La última de esta zaga conmemorativa por el regreso del canario. Cerramos con una historia que atenta contra el pudor y la decencia.

 

Morelia, Michoacán. Las tres historias que contaré en esta zaga son diferentes entre sí, pero comunes, con un cuadro michoacano que amalgama emociones, el suspenso de tener tu vida pendiendo de un marcador, la ilusión de conocer un estadio de fútbol y… por último, cerraré esta entrega con la vergüenza que puede nacer del deseó de “revisar” los baños del estadio, junto a tu bien amada…

De las tres, esta fue la única historia que me tocó vivirla, todavía no como reportero o como cronista, más bien como trabajador del estadio. En los tiempos en que estudiaba en la facultad de letras, una muy querida amiga mía me platicó que había encontrado trabajo en el estadio, un amigo de ella le había dicho que fuera a una entrevista, y ella a su vez me invitó a mí.

## [TAREA ASIGNADA A]
Imprime sin cambios el fragmento de la crónica que va desde "Morelia, Michoacán. Las" hasta "invitó a mí.", incluido este último.
La crónica y los registros son materiales distintos, sin relación entre sí.

## [DATOS MOSTRADOS]
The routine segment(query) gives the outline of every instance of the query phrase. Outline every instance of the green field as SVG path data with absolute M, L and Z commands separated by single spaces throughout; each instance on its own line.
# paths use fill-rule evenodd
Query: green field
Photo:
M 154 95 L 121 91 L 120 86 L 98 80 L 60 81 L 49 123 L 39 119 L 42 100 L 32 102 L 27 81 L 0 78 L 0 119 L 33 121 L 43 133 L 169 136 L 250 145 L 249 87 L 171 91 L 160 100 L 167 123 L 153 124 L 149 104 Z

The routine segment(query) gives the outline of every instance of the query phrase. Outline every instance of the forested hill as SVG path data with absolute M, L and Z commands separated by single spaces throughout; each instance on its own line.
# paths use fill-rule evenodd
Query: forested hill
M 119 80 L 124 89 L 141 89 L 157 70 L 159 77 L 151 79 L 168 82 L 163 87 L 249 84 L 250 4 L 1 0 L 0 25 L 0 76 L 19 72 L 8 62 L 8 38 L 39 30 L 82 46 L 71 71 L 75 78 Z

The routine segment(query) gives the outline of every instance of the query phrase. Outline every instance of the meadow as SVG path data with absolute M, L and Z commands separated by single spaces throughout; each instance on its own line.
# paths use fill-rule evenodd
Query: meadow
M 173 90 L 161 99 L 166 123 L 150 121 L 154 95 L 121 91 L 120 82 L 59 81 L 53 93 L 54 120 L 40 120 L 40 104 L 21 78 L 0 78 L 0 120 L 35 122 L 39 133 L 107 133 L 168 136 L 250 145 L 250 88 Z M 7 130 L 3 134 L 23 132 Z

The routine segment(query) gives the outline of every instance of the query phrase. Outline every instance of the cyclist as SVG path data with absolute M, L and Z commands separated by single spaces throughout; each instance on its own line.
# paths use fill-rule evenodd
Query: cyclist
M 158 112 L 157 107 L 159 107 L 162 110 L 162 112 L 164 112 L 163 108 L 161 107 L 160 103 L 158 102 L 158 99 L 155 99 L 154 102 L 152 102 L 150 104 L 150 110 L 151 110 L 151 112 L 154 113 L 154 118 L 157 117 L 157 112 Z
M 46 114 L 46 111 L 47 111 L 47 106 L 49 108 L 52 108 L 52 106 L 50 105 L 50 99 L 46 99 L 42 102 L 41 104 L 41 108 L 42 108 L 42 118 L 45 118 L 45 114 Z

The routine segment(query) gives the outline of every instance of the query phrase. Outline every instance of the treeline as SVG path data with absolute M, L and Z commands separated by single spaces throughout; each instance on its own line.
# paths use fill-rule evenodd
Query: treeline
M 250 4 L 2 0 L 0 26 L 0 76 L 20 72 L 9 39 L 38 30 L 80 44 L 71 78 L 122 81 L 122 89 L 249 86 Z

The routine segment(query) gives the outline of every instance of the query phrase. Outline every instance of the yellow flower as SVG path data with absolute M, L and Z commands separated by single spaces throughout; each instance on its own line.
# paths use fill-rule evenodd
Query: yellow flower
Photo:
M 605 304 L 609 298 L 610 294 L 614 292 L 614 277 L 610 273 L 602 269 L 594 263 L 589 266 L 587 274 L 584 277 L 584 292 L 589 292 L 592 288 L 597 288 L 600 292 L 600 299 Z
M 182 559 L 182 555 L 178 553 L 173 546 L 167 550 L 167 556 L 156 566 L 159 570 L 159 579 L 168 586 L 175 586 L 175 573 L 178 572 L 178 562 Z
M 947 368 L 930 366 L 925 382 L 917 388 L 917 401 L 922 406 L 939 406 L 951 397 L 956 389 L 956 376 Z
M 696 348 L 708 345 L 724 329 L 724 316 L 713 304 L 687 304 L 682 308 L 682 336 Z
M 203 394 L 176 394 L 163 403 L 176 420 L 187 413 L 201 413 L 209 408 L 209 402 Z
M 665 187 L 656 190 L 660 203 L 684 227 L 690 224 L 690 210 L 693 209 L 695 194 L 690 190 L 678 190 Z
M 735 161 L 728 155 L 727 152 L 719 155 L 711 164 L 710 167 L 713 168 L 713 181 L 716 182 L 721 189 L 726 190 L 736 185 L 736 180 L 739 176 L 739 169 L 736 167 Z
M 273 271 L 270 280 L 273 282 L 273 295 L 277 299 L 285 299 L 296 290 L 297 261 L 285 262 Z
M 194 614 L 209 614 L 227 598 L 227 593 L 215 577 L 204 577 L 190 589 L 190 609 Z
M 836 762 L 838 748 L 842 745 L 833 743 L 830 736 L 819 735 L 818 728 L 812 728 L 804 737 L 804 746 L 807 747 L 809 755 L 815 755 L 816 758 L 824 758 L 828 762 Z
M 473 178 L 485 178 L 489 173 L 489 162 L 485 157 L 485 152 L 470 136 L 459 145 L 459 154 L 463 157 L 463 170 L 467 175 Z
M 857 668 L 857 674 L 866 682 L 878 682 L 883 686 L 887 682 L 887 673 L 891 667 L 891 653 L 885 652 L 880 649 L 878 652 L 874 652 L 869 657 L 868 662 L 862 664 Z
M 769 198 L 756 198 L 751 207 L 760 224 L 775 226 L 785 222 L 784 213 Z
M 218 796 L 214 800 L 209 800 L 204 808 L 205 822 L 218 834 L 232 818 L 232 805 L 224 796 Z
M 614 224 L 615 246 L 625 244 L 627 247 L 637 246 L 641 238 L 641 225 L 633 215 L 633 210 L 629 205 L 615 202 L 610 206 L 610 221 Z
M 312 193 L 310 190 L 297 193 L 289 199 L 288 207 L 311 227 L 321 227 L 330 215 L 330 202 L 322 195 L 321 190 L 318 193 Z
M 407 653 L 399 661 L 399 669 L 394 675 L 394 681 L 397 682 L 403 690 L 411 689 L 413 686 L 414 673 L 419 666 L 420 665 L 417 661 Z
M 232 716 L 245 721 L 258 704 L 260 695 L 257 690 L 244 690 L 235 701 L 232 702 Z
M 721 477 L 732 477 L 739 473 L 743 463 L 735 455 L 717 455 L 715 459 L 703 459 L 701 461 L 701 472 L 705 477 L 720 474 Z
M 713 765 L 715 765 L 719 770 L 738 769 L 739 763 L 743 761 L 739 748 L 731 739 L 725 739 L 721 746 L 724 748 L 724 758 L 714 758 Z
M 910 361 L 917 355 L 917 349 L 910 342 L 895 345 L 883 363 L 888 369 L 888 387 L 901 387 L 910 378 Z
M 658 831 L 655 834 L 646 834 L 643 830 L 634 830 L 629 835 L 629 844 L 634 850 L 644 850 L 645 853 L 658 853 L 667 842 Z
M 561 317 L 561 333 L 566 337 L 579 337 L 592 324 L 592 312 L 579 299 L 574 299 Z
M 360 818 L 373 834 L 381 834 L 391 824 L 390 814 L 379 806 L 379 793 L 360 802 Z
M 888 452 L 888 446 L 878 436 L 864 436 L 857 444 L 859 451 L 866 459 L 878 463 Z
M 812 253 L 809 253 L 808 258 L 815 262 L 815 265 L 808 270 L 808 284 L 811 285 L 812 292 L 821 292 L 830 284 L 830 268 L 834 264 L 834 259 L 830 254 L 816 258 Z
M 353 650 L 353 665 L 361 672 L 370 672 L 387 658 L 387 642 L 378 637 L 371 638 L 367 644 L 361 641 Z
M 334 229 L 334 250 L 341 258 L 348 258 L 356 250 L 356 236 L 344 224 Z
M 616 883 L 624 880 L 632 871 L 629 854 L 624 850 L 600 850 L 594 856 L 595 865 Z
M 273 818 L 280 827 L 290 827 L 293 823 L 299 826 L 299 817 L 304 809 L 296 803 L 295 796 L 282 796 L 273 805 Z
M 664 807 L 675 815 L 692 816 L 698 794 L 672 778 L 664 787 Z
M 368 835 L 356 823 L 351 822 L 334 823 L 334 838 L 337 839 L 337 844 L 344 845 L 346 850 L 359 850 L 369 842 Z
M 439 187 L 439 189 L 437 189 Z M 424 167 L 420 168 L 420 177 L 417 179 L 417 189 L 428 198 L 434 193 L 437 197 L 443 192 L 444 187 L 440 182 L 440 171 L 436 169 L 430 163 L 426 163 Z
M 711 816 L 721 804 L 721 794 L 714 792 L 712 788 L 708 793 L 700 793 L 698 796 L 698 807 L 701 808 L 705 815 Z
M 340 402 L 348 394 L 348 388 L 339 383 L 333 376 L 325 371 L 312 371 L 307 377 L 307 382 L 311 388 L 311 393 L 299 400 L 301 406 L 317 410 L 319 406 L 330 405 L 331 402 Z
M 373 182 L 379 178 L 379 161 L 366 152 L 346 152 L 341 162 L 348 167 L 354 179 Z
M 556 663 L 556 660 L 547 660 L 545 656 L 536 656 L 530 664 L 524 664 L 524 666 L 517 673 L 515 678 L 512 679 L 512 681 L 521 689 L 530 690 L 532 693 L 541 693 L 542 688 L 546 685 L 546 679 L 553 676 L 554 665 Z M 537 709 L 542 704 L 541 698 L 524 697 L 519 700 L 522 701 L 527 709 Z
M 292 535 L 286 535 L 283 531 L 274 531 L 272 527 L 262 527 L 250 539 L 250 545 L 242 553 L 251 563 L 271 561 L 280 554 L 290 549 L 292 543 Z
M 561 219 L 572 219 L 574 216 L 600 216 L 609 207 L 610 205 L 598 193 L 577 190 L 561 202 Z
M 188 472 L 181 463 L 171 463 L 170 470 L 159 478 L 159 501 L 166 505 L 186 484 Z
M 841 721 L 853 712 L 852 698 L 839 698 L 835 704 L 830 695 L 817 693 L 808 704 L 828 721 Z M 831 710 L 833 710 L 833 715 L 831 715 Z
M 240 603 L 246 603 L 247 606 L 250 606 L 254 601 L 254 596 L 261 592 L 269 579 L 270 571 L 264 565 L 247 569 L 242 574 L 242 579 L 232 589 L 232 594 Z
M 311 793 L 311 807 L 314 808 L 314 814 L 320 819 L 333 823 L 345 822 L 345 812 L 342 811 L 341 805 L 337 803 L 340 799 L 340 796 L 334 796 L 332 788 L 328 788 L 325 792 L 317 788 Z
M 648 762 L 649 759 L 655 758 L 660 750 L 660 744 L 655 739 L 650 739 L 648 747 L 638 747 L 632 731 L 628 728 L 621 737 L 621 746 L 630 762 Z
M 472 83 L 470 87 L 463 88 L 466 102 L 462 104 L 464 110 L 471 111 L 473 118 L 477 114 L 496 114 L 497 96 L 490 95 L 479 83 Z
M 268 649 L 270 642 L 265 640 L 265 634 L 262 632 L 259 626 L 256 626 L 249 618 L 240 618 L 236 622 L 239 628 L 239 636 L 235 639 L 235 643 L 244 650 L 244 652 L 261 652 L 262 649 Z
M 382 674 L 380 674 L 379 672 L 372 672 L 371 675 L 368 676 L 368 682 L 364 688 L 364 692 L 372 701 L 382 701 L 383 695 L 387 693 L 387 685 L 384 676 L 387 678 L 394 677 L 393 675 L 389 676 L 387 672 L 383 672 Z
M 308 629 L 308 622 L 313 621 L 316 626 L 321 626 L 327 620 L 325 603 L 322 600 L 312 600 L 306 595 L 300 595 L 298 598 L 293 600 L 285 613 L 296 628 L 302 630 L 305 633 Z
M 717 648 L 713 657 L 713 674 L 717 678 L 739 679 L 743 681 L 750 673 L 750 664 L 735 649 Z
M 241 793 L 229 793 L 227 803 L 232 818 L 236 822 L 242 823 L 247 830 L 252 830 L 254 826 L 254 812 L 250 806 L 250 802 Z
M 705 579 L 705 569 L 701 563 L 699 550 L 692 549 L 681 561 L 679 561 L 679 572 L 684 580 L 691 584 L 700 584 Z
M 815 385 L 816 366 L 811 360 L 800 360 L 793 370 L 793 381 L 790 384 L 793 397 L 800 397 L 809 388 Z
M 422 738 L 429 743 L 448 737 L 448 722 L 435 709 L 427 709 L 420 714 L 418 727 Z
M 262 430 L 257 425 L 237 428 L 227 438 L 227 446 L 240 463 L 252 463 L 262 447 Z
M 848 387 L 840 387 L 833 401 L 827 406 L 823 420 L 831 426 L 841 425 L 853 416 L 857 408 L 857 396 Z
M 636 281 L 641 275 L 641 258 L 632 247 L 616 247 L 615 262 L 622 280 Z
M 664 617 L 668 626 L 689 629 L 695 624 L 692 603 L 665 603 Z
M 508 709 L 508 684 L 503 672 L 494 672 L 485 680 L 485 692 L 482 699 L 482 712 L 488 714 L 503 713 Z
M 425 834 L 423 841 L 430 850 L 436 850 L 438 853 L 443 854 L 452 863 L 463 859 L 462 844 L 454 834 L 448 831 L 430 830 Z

## [TAREA ASIGNADA B]
Devuelve sin cambios las líneas de los registros que van desde la que contiene "of the cyclist" hasta la que contiene "Query: cyclist", ambas incluidas.

## [RESPUESTA OBTENIDA A]
Morelia, Michoacán. Las tres historias que contaré en esta zaga son diferentes entre sí, pero comunes, con un cuadro michoacano que amalgama emociones, el suspenso de tener tu vida pendiendo de un marcador, la ilusión de conocer un estadio de fútbol y… por último, cerraré esta entrega con la vergüenza que puede nacer del deseó de “revisar” los baños del estadio, junto a tu bien amada…

De las tres, esta fue la única historia que me tocó vivirla, todavía no como reportero o como cronista, más bien como trabajador del estadio. En los tiempos en que estudiaba en la facultad de letras, una muy querida amiga mía me platicó que había encontrado trabajo en el estadio, un amigo de ella le había dicho que fuera a una entrevista, y ella a su vez me invitó a mí.

## [RESPUESTA OBTENIDA B]
The routine segment(query) gives the outline of every instance of the query phrase. Outline every instance of the cyclist as SVG path data with absolute M, L and Z commands separated by single spaces throughout; each instance on its own line.
# paths use fill-rule evenodd
Query: cyclist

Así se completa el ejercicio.